What you need to do: Output exactly the lines below from the one containing "Annotation task — identify one point per instance of the smiling" to the last line, both included. Omit pictures.

Data supplied:
* * *
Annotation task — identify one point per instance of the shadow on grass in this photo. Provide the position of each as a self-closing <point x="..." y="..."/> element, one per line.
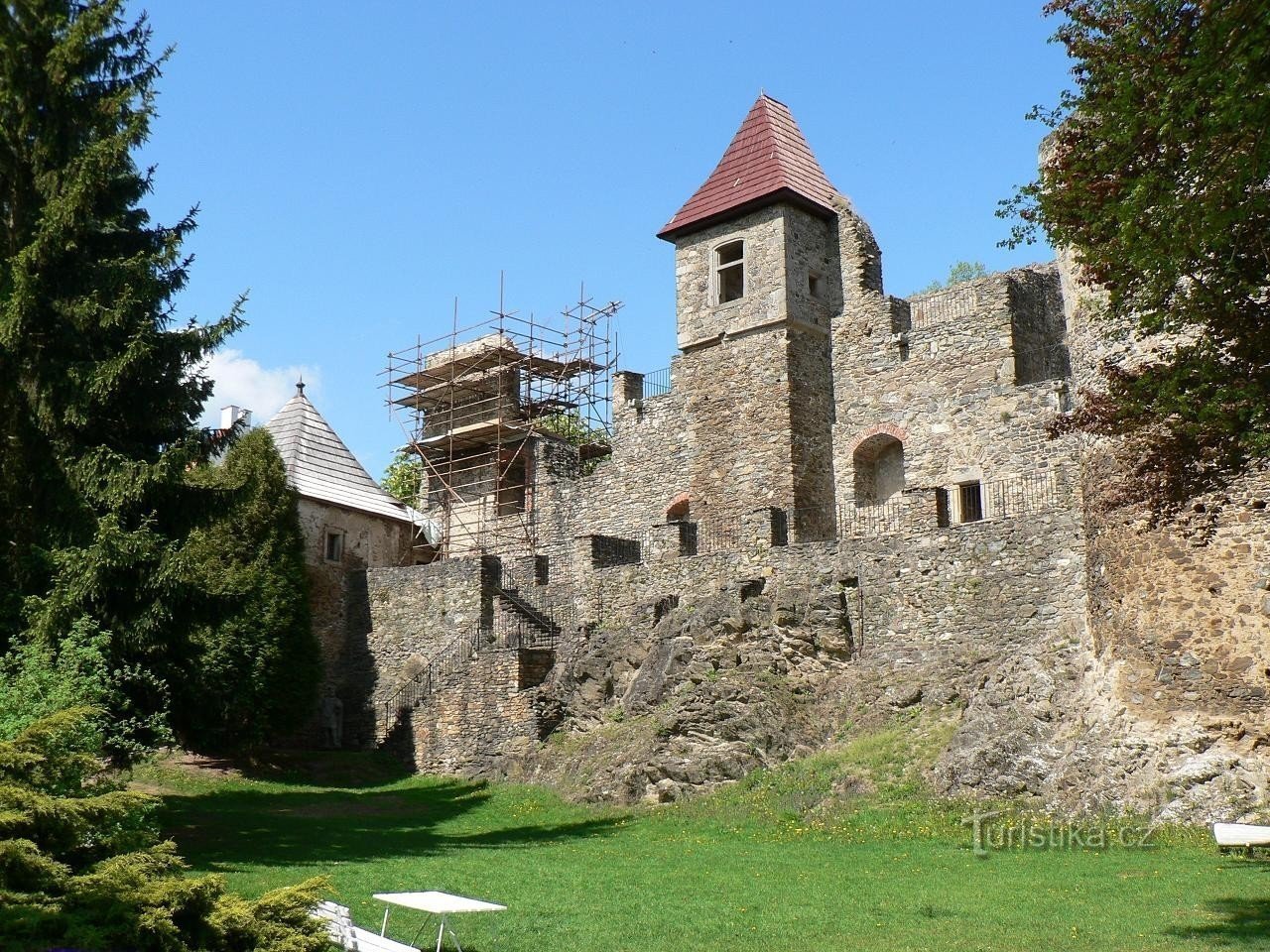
<point x="345" y="770"/>
<point x="261" y="828"/>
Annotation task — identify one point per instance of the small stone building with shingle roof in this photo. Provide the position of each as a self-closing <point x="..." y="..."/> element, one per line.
<point x="348" y="522"/>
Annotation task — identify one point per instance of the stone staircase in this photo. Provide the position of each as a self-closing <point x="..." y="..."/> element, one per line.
<point x="511" y="620"/>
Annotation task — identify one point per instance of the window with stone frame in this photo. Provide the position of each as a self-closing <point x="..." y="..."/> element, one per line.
<point x="879" y="468"/>
<point x="970" y="502"/>
<point x="729" y="272"/>
<point x="333" y="547"/>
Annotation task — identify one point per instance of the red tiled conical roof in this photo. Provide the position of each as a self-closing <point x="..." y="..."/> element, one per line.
<point x="767" y="160"/>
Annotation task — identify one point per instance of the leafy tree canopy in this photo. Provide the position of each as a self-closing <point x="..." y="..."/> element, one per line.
<point x="957" y="272"/>
<point x="404" y="476"/>
<point x="253" y="667"/>
<point x="1159" y="180"/>
<point x="81" y="865"/>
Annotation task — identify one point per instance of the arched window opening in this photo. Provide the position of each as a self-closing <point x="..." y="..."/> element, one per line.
<point x="729" y="272"/>
<point x="879" y="467"/>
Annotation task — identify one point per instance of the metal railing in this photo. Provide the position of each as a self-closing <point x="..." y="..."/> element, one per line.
<point x="657" y="382"/>
<point x="527" y="624"/>
<point x="1021" y="495"/>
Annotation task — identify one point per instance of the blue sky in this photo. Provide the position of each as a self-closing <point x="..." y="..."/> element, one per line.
<point x="361" y="166"/>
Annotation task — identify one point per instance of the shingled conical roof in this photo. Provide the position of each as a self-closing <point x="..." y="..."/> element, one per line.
<point x="767" y="162"/>
<point x="318" y="465"/>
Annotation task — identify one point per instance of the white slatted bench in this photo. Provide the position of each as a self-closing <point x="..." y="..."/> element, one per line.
<point x="1230" y="835"/>
<point x="343" y="933"/>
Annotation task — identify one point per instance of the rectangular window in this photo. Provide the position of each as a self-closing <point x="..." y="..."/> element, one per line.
<point x="729" y="272"/>
<point x="943" y="517"/>
<point x="334" y="546"/>
<point x="971" y="502"/>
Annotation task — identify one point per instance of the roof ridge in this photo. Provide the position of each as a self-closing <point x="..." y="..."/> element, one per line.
<point x="767" y="159"/>
<point x="321" y="466"/>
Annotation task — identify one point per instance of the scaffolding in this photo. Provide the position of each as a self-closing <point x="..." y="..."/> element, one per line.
<point x="474" y="402"/>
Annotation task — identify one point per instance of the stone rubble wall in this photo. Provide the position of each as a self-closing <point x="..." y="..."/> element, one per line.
<point x="402" y="617"/>
<point x="367" y="540"/>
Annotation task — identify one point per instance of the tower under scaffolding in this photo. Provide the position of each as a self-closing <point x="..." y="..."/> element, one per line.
<point x="474" y="404"/>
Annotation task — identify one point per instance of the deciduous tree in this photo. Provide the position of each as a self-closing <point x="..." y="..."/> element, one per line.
<point x="1159" y="181"/>
<point x="253" y="667"/>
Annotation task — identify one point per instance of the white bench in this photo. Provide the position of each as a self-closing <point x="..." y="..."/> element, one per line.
<point x="1229" y="835"/>
<point x="343" y="933"/>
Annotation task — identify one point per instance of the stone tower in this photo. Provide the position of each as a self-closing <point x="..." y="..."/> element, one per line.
<point x="757" y="289"/>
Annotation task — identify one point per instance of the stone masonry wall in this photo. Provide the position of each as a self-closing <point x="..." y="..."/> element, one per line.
<point x="368" y="540"/>
<point x="945" y="388"/>
<point x="407" y="616"/>
<point x="480" y="717"/>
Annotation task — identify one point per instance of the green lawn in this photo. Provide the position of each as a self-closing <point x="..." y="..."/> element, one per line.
<point x="785" y="861"/>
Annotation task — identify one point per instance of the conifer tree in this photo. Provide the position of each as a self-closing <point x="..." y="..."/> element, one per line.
<point x="99" y="384"/>
<point x="81" y="866"/>
<point x="254" y="665"/>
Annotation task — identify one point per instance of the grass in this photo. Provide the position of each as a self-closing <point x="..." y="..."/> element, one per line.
<point x="839" y="851"/>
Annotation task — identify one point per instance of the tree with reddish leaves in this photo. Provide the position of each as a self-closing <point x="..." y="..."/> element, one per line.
<point x="1159" y="181"/>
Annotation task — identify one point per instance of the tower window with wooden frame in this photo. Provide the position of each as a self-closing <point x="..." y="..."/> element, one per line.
<point x="729" y="272"/>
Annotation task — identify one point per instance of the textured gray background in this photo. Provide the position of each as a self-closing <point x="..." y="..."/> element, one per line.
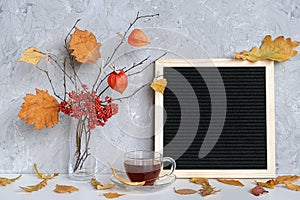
<point x="190" y="29"/>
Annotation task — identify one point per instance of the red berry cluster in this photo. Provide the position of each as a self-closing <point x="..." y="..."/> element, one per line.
<point x="90" y="105"/>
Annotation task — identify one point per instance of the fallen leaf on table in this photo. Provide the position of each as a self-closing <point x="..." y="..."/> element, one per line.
<point x="199" y="180"/>
<point x="37" y="187"/>
<point x="85" y="46"/>
<point x="124" y="181"/>
<point x="279" y="50"/>
<point x="269" y="184"/>
<point x="40" y="110"/>
<point x="4" y="181"/>
<point x="65" y="189"/>
<point x="185" y="191"/>
<point x="258" y="190"/>
<point x="207" y="189"/>
<point x="32" y="56"/>
<point x="292" y="186"/>
<point x="230" y="182"/>
<point x="43" y="176"/>
<point x="138" y="38"/>
<point x="112" y="195"/>
<point x="159" y="85"/>
<point x="118" y="81"/>
<point x="287" y="179"/>
<point x="100" y="186"/>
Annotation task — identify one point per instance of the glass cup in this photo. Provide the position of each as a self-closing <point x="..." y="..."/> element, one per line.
<point x="146" y="166"/>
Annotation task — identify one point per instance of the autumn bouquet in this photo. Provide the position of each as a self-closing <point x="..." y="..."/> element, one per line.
<point x="87" y="104"/>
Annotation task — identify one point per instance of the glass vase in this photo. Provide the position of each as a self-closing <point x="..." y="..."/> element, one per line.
<point x="82" y="165"/>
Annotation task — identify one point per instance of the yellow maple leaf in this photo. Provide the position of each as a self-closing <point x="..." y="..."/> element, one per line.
<point x="279" y="50"/>
<point x="159" y="85"/>
<point x="32" y="56"/>
<point x="85" y="46"/>
<point x="40" y="110"/>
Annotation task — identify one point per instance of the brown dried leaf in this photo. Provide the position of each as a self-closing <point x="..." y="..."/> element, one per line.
<point x="99" y="186"/>
<point x="287" y="179"/>
<point x="43" y="176"/>
<point x="292" y="186"/>
<point x="124" y="181"/>
<point x="230" y="182"/>
<point x="37" y="187"/>
<point x="185" y="191"/>
<point x="138" y="38"/>
<point x="85" y="46"/>
<point x="32" y="56"/>
<point x="65" y="189"/>
<point x="199" y="180"/>
<point x="112" y="195"/>
<point x="207" y="190"/>
<point x="4" y="181"/>
<point x="278" y="50"/>
<point x="269" y="184"/>
<point x="159" y="85"/>
<point x="258" y="190"/>
<point x="40" y="110"/>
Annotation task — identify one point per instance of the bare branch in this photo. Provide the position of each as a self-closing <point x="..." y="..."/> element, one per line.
<point x="131" y="95"/>
<point x="50" y="81"/>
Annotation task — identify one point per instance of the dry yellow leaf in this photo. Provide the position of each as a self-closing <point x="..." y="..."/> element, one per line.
<point x="269" y="184"/>
<point x="65" y="189"/>
<point x="100" y="186"/>
<point x="207" y="190"/>
<point x="40" y="110"/>
<point x="138" y="38"/>
<point x="199" y="180"/>
<point x="37" y="187"/>
<point x="185" y="191"/>
<point x="85" y="46"/>
<point x="32" y="56"/>
<point x="112" y="195"/>
<point x="124" y="181"/>
<point x="4" y="181"/>
<point x="292" y="186"/>
<point x="287" y="179"/>
<point x="43" y="176"/>
<point x="230" y="182"/>
<point x="279" y="50"/>
<point x="159" y="85"/>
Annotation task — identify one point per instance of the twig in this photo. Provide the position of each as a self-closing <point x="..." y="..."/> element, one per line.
<point x="46" y="72"/>
<point x="147" y="65"/>
<point x="109" y="59"/>
<point x="131" y="95"/>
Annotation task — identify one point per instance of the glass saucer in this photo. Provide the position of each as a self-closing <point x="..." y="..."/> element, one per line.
<point x="158" y="185"/>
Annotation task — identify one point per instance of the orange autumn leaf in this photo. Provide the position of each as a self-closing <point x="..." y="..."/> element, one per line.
<point x="85" y="46"/>
<point x="279" y="50"/>
<point x="40" y="110"/>
<point x="138" y="38"/>
<point x="269" y="184"/>
<point x="230" y="182"/>
<point x="199" y="180"/>
<point x="287" y="179"/>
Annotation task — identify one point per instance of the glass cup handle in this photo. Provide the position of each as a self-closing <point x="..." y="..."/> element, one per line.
<point x="173" y="166"/>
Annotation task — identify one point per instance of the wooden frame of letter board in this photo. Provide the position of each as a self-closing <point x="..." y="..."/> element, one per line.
<point x="270" y="138"/>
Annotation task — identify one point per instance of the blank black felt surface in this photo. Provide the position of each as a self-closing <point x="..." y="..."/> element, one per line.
<point x="242" y="143"/>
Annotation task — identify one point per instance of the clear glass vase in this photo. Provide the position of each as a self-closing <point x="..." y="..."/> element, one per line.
<point x="82" y="165"/>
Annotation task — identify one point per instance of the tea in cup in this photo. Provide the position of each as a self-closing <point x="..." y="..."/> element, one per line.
<point x="146" y="166"/>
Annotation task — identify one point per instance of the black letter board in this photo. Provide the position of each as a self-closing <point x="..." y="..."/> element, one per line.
<point x="216" y="117"/>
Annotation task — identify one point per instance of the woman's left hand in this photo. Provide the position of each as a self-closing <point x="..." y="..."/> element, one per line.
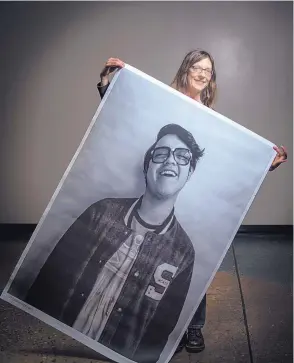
<point x="280" y="158"/>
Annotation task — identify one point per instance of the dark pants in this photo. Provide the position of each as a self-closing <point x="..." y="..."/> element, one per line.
<point x="198" y="319"/>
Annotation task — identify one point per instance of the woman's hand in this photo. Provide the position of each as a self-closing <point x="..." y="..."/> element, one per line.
<point x="280" y="158"/>
<point x="110" y="66"/>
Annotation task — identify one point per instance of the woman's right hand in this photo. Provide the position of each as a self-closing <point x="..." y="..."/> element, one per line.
<point x="110" y="66"/>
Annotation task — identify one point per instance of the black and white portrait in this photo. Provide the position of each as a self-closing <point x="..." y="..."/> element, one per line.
<point x="133" y="260"/>
<point x="140" y="221"/>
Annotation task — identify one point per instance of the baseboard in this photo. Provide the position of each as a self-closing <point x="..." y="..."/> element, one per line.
<point x="23" y="232"/>
<point x="267" y="229"/>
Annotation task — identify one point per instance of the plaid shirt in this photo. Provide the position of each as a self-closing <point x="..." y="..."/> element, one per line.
<point x="152" y="297"/>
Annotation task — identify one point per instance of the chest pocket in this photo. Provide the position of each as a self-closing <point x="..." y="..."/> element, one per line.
<point x="161" y="273"/>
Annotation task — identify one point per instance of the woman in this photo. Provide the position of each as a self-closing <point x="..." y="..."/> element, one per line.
<point x="195" y="78"/>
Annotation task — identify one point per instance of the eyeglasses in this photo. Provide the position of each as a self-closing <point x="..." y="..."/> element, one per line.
<point x="182" y="156"/>
<point x="198" y="70"/>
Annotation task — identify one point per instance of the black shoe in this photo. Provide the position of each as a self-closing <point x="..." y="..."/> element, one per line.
<point x="195" y="341"/>
<point x="182" y="344"/>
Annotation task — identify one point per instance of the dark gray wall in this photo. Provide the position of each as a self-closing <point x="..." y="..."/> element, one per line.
<point x="52" y="54"/>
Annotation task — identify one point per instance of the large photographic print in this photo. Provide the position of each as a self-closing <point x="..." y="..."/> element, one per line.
<point x="140" y="221"/>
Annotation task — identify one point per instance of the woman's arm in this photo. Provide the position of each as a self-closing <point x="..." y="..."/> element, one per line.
<point x="280" y="158"/>
<point x="110" y="66"/>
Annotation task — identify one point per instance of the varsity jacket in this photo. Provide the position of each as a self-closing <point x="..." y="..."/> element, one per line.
<point x="153" y="294"/>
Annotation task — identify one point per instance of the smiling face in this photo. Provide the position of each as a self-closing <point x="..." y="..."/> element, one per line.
<point x="166" y="179"/>
<point x="199" y="75"/>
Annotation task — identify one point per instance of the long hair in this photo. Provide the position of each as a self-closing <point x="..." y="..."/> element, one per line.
<point x="180" y="81"/>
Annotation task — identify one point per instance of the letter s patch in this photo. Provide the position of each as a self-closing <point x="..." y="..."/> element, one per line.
<point x="157" y="294"/>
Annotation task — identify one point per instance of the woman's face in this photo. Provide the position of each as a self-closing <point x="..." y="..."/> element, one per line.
<point x="199" y="75"/>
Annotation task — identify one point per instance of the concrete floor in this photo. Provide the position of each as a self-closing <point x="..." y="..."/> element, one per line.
<point x="264" y="264"/>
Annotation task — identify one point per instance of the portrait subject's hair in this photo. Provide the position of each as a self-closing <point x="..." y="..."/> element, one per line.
<point x="180" y="81"/>
<point x="184" y="135"/>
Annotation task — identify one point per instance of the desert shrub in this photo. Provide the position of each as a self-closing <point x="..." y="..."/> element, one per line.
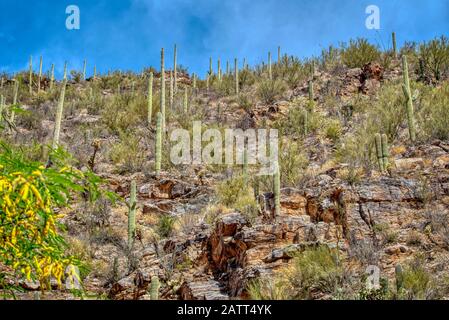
* * *
Exercise result:
Annotation task — identify one point per instance of the smiling face in this photo. Provide the position of each as a self-closing <point x="..." y="..."/> element, one per line.
<point x="166" y="179"/>
<point x="199" y="75"/>
Annotation task — identify one point per instance of the long hair in this photo. Provide the position of each as a self-closing <point x="..." y="..."/> element, one per line.
<point x="180" y="81"/>
Annotation task — identify one point per instance of the letter s patch in this photo. Provide the position of each as a self-closing <point x="..." y="..."/> element, one per line.
<point x="157" y="294"/>
Annotation task — identify one point per instance of the woman's face in this photo. Provide the position of each as a self-closing <point x="..." y="..."/> element, one per line.
<point x="199" y="75"/>
Annotation task — identify one point per instance of the concrete floor in this photo. Provide the position of each as a self-closing <point x="..." y="..."/> element, one per line.
<point x="264" y="264"/>
Annotation task — identify one point per instance of the portrait subject's hair in this photo. Provide the position of each as a self-closing <point x="..." y="..."/> element, one per line.
<point x="180" y="81"/>
<point x="184" y="135"/>
Annotation task — identify one point per instance of the desert shrub in this photo. Provide the position of each as a self-closing <point x="..." y="..."/> element, one per line.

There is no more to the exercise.